GIVEN EXERCISE
Reproduce the lines below verbatim, starting at the line containing "sky in the image above." and continuing through the end of the entries.
— Start of STORED ROWS —
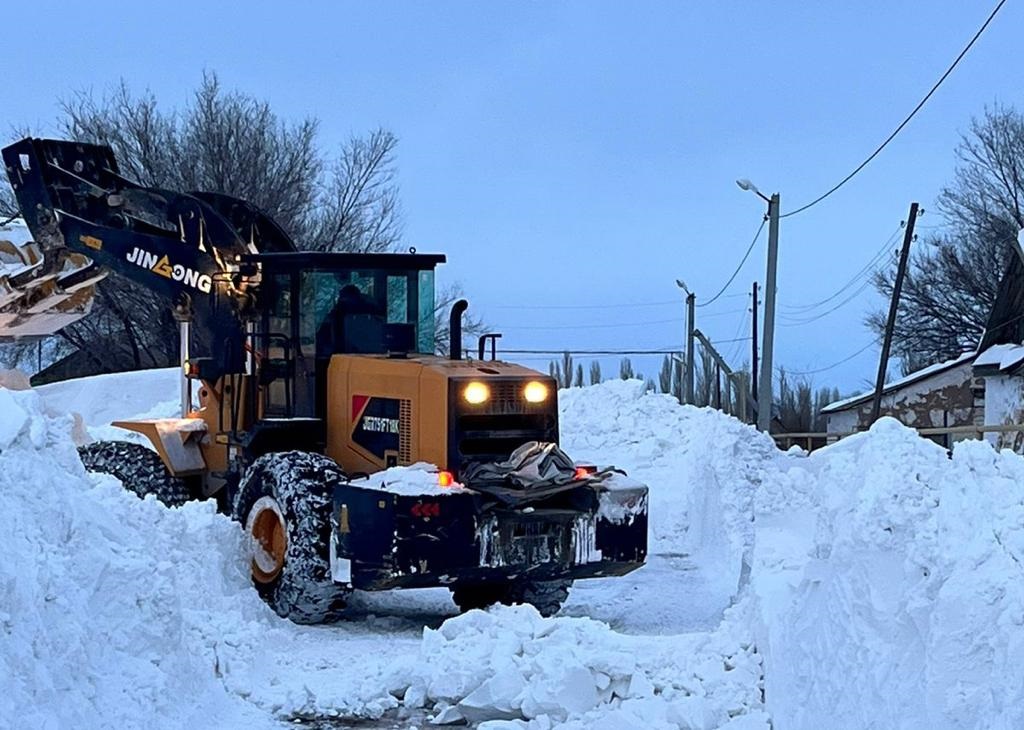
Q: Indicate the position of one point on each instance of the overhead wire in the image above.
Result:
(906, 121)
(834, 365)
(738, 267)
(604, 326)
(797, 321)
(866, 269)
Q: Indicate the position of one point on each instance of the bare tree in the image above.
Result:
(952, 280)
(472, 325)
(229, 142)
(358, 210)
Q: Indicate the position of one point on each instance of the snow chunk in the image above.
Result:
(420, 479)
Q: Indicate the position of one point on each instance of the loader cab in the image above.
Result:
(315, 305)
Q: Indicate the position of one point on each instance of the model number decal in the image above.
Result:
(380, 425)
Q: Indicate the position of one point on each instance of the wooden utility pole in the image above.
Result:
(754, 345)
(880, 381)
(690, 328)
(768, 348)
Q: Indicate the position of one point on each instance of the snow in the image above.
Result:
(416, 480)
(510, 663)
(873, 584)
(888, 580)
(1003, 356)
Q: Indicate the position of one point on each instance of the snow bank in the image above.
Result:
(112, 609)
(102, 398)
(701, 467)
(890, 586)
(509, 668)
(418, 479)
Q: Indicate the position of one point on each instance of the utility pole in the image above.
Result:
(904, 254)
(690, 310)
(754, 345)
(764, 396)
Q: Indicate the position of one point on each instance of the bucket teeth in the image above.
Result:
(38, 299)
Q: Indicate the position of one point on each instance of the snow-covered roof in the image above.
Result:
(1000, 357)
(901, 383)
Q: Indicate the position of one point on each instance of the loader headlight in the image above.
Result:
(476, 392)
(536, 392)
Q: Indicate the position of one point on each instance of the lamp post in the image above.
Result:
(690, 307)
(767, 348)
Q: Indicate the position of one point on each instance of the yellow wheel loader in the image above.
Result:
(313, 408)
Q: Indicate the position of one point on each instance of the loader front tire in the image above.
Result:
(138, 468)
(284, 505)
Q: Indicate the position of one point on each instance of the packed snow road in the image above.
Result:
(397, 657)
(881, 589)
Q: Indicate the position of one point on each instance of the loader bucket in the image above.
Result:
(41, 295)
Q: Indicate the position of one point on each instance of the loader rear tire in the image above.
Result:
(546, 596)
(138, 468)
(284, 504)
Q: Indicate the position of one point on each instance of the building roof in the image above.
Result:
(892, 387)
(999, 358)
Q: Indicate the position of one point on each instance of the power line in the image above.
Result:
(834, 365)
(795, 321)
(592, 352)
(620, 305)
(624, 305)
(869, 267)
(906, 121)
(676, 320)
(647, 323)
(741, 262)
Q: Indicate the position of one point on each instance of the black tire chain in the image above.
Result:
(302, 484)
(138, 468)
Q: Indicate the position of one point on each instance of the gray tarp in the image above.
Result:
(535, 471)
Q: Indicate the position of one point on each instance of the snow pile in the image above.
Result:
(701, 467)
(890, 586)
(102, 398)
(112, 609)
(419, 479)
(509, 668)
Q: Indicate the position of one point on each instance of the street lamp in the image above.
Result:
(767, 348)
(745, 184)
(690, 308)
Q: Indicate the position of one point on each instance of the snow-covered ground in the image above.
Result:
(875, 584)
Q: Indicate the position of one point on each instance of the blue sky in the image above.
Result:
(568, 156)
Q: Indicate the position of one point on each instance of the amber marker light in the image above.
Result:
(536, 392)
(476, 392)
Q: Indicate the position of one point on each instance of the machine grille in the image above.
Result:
— End of STORED ROWS —
ANSWER FOR THIS EXERCISE
Q: Indicate the position of one point on each instance of the blue sky in the image above.
Result:
(568, 156)
Q: Indicate the position of one point on each instance of the amber marker light in the image above.
Result:
(536, 392)
(476, 392)
Q: Indicate the position of one point on each instance of the machine grille in the image above.
Result:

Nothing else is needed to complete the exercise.